▶ What is expected
Please render the lines from the one containing "Given the photograph above, the pointer locates the beard" through the final line as a numbered list, leaving out any blank lines.

▶ Given data
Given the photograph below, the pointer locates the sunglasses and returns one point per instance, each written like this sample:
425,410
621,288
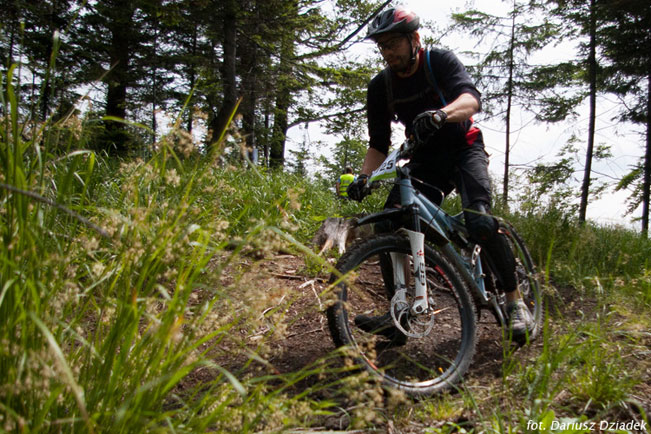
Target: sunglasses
390,44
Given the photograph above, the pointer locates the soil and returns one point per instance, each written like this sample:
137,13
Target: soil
307,341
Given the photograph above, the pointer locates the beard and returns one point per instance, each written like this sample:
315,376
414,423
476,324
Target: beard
399,63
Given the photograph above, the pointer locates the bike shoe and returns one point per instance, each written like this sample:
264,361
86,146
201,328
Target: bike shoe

▶ Answer for the task
1. Given the photograph above, the pointer locates the beard and returns one point per instance, each written like this sample:
2. 315,376
3. 414,423
4. 476,324
5. Target: beard
6. 399,63
7. Given the photograph above, the pointer locates the bike shoe and returns one point per instance, each written like this sample:
8. 264,361
9. 86,146
10. 201,328
11. Target: bike shoe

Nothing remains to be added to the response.